Saved entries

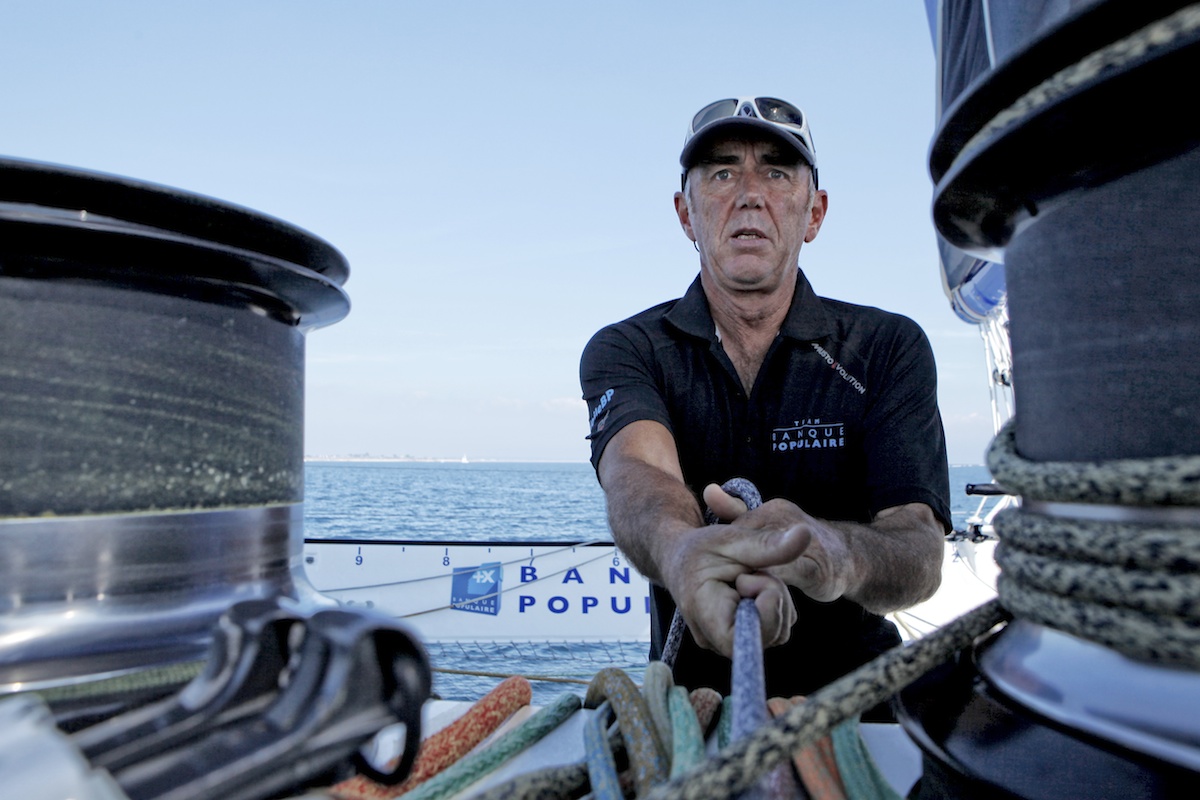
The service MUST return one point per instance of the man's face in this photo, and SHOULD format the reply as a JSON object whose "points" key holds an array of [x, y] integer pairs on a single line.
{"points": [[749, 210]]}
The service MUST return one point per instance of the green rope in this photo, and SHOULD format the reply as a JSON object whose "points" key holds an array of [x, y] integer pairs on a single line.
{"points": [[601, 764], [859, 775], [636, 726], [655, 685], [736, 768], [552, 782], [688, 743], [474, 767]]}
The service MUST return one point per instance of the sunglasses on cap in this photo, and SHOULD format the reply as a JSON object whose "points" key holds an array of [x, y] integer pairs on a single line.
{"points": [[775, 112]]}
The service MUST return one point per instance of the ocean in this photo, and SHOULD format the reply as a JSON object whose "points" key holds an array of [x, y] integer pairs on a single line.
{"points": [[475, 501]]}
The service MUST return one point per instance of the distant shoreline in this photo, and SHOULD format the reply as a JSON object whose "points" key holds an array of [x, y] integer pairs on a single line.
{"points": [[409, 459]]}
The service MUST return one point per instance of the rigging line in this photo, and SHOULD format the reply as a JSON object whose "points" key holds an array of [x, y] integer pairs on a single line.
{"points": [[442, 577], [479, 673], [970, 569]]}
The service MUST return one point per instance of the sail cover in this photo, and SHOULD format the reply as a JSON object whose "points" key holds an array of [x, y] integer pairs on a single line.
{"points": [[971, 37]]}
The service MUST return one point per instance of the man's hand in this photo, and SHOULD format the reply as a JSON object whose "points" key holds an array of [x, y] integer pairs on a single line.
{"points": [[822, 567], [711, 569]]}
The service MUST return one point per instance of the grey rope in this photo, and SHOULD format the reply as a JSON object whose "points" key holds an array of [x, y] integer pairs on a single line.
{"points": [[739, 765], [749, 685], [1127, 584], [748, 493]]}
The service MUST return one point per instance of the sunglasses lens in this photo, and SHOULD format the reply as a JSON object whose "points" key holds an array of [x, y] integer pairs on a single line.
{"points": [[778, 110], [717, 110]]}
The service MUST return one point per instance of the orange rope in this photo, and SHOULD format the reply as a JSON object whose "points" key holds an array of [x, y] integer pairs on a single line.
{"points": [[815, 763], [448, 745]]}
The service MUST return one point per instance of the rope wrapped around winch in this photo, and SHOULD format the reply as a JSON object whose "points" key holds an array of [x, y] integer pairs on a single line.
{"points": [[1105, 551]]}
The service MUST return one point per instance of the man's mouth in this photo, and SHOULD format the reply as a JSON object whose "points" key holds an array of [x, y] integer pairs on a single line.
{"points": [[748, 234]]}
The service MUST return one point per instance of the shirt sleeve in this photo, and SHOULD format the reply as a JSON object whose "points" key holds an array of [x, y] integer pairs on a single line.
{"points": [[621, 384], [905, 440]]}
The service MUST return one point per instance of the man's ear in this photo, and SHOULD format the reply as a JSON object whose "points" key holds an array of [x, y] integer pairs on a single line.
{"points": [[684, 215], [820, 206]]}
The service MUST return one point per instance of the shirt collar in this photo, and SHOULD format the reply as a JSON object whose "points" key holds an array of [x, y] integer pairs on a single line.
{"points": [[807, 319]]}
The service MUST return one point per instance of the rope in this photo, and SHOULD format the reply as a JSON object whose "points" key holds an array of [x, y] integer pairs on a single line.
{"points": [[448, 745], [601, 764], [748, 493], [688, 738], [749, 695], [707, 703], [546, 679], [861, 776], [474, 767], [647, 761], [1158, 34], [736, 768], [657, 684], [1164, 481], [815, 763], [552, 782], [1126, 584]]}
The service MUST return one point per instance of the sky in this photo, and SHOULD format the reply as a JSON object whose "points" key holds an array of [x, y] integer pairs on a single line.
{"points": [[499, 176]]}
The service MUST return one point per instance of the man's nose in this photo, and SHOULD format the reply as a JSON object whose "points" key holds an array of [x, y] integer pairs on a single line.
{"points": [[750, 190]]}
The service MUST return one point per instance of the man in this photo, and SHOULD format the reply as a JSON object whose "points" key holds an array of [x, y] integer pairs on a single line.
{"points": [[828, 408]]}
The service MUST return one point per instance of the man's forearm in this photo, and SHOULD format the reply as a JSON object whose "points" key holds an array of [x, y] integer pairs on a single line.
{"points": [[898, 558], [646, 507]]}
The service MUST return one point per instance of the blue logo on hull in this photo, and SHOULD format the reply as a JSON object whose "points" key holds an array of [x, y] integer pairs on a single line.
{"points": [[478, 589]]}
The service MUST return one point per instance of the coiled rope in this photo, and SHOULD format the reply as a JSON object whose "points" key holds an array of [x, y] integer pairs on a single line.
{"points": [[736, 768], [1123, 577], [448, 745]]}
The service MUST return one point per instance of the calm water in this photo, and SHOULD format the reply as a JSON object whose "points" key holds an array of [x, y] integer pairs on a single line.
{"points": [[495, 501], [481, 501]]}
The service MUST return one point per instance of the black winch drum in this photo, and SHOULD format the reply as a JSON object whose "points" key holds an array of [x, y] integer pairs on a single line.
{"points": [[151, 417], [1071, 161]]}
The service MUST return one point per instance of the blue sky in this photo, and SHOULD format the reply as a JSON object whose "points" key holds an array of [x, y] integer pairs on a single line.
{"points": [[499, 176]]}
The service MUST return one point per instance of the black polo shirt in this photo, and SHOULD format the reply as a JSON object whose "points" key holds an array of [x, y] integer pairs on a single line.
{"points": [[843, 420]]}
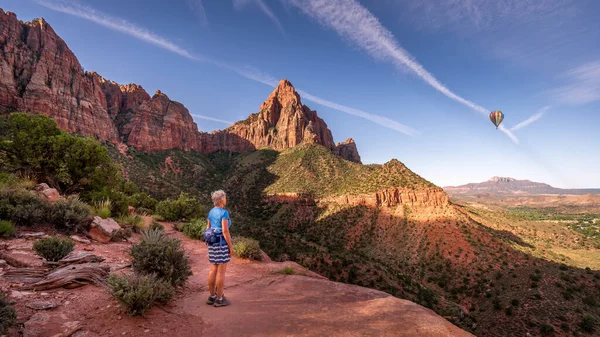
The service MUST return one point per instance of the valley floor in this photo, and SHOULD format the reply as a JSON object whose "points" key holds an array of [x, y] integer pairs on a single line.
{"points": [[265, 302]]}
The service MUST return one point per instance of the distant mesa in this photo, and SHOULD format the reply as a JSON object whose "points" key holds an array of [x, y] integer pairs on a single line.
{"points": [[47, 78], [512, 186]]}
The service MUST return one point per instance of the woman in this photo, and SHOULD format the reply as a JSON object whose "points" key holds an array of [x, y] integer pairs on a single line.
{"points": [[218, 253]]}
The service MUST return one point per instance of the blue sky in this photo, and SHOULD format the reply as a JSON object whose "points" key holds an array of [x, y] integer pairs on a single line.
{"points": [[406, 79]]}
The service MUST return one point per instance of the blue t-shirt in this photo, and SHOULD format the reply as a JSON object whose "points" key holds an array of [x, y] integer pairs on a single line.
{"points": [[216, 215]]}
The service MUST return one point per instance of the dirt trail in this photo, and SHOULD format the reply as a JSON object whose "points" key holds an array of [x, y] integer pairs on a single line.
{"points": [[265, 302]]}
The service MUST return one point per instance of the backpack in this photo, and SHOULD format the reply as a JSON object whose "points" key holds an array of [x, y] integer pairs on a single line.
{"points": [[211, 236]]}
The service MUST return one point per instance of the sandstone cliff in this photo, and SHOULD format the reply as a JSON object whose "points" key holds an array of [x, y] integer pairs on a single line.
{"points": [[283, 122], [40, 74], [348, 150]]}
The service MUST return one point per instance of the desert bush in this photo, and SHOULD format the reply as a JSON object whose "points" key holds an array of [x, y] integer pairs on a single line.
{"points": [[34, 144], [12, 181], [142, 200], [132, 221], [246, 248], [102, 208], [130, 188], [161, 255], [8, 316], [53, 248], [157, 226], [144, 211], [588, 323], [195, 230], [7, 229], [70, 213], [137, 293], [183, 207]]}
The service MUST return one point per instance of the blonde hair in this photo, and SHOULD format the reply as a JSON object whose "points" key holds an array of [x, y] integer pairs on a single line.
{"points": [[218, 197]]}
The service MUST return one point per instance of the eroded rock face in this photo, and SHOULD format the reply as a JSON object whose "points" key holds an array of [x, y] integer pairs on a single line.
{"points": [[348, 150], [40, 74], [103, 230], [283, 122]]}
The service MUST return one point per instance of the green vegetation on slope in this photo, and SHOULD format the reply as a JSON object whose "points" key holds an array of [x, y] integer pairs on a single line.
{"points": [[314, 170]]}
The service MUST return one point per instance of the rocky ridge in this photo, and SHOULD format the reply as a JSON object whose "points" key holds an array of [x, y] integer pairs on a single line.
{"points": [[512, 186], [40, 74]]}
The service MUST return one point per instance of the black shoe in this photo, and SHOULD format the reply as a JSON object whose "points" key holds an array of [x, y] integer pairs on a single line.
{"points": [[222, 302]]}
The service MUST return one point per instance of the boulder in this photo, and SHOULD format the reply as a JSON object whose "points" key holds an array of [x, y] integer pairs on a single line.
{"points": [[41, 305], [50, 194], [80, 239], [103, 230]]}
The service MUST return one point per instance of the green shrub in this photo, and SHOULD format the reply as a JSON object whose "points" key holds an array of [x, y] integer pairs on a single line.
{"points": [[137, 293], [102, 208], [157, 226], [34, 144], [195, 230], [142, 200], [53, 248], [246, 248], [7, 229], [130, 188], [184, 207], [144, 211], [588, 323], [161, 255], [70, 213], [8, 316], [132, 221]]}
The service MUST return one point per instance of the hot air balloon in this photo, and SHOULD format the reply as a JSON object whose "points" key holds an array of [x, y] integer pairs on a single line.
{"points": [[496, 117]]}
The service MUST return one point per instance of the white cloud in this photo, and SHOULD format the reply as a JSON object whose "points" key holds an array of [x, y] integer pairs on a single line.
{"points": [[240, 4], [118, 25], [212, 119], [383, 121], [254, 74], [583, 87], [198, 7], [356, 24], [531, 119], [529, 33]]}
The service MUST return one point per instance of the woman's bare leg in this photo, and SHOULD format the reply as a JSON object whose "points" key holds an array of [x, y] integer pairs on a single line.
{"points": [[212, 279], [221, 279]]}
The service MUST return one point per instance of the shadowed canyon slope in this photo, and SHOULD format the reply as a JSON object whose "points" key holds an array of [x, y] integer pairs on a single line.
{"points": [[40, 74]]}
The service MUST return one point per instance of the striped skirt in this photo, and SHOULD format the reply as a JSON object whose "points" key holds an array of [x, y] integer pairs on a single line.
{"points": [[218, 254]]}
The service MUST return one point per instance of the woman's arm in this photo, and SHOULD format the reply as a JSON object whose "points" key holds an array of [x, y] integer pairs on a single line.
{"points": [[226, 234]]}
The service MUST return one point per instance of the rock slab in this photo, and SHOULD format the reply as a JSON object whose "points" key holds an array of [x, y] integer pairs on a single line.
{"points": [[103, 230]]}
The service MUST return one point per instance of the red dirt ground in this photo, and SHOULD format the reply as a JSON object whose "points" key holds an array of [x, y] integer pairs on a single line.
{"points": [[265, 302]]}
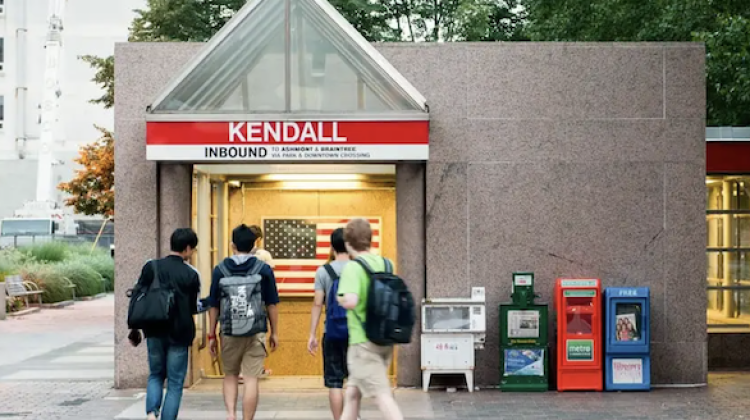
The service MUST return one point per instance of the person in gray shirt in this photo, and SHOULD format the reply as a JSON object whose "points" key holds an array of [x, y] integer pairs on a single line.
{"points": [[335, 342]]}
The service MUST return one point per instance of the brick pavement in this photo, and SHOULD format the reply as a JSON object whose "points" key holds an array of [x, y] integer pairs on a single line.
{"points": [[58, 364], [78, 339]]}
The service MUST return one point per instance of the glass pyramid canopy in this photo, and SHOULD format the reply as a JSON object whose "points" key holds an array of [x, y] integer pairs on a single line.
{"points": [[289, 56]]}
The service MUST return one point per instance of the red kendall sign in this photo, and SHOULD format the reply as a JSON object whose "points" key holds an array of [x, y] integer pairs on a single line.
{"points": [[292, 141]]}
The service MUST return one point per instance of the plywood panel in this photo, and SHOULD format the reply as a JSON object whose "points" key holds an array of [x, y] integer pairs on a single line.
{"points": [[292, 358]]}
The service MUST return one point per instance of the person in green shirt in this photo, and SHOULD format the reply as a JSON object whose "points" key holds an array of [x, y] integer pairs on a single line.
{"points": [[367, 362]]}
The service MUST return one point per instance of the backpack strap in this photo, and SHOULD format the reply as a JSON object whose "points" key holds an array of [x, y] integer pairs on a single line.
{"points": [[364, 265], [256, 267], [224, 269], [388, 266], [331, 272], [155, 267]]}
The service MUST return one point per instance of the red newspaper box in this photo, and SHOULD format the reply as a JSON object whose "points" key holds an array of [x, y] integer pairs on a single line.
{"points": [[579, 335]]}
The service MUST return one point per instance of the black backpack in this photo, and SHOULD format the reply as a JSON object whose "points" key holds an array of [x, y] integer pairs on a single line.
{"points": [[390, 307], [150, 307]]}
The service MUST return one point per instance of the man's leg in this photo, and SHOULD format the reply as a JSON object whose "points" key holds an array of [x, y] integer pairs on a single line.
{"points": [[388, 407], [336, 401], [351, 403], [157, 364], [232, 349], [250, 398], [252, 370], [334, 373], [231, 383], [177, 362]]}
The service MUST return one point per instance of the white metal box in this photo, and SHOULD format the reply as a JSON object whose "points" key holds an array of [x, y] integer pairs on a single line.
{"points": [[453, 317], [447, 352]]}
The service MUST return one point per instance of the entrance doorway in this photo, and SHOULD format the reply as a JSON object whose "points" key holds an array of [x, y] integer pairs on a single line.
{"points": [[297, 207]]}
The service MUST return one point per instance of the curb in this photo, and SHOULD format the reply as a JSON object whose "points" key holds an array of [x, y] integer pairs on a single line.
{"points": [[88, 298], [24, 312], [58, 305]]}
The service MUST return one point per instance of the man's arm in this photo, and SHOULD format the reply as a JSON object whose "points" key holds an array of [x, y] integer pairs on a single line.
{"points": [[271, 299], [316, 312], [214, 301], [320, 295]]}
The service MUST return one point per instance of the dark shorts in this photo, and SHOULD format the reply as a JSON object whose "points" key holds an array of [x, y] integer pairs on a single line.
{"points": [[334, 363]]}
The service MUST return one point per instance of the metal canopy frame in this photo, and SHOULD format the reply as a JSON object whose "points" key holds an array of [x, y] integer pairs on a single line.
{"points": [[365, 61]]}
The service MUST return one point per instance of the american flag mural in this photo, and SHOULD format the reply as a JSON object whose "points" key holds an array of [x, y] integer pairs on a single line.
{"points": [[299, 245]]}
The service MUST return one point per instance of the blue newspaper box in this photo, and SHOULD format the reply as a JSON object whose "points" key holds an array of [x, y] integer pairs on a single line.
{"points": [[627, 349]]}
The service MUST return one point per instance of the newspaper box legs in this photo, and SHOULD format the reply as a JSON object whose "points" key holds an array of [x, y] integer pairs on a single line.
{"points": [[579, 335], [628, 337], [523, 339]]}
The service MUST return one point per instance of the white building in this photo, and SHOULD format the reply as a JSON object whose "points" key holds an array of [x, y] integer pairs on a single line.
{"points": [[90, 27]]}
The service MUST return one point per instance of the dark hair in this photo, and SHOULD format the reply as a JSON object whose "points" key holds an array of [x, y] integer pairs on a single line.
{"points": [[183, 238], [337, 241], [257, 232], [243, 238], [358, 234]]}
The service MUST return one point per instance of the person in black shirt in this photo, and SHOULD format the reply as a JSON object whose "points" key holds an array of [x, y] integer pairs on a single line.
{"points": [[168, 346]]}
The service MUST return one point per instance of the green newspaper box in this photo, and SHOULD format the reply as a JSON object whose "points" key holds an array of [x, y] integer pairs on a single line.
{"points": [[524, 350]]}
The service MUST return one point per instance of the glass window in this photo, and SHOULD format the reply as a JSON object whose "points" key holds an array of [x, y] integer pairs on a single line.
{"points": [[728, 252], [288, 57], [627, 321], [26, 227]]}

WHAT YOU SHOULD DO
Reproduce verbatim only the lines from the one holding "the green newspaper" through the end of the records.

FINISHED TASK
The service MUST return one point per instance of the green newspaper box in this photo, and SHOULD format the reply as a JSON object whose "points" key holds an array of [x, y] integer pairs on a single line.
{"points": [[524, 350]]}
The service MUST return one point per instance of the glass window in this photo, and SHOULD format the reply as a JSON object whose "points" key holds an array of [x, y] integer pairs on a single line.
{"points": [[728, 252], [288, 57], [627, 321], [26, 227]]}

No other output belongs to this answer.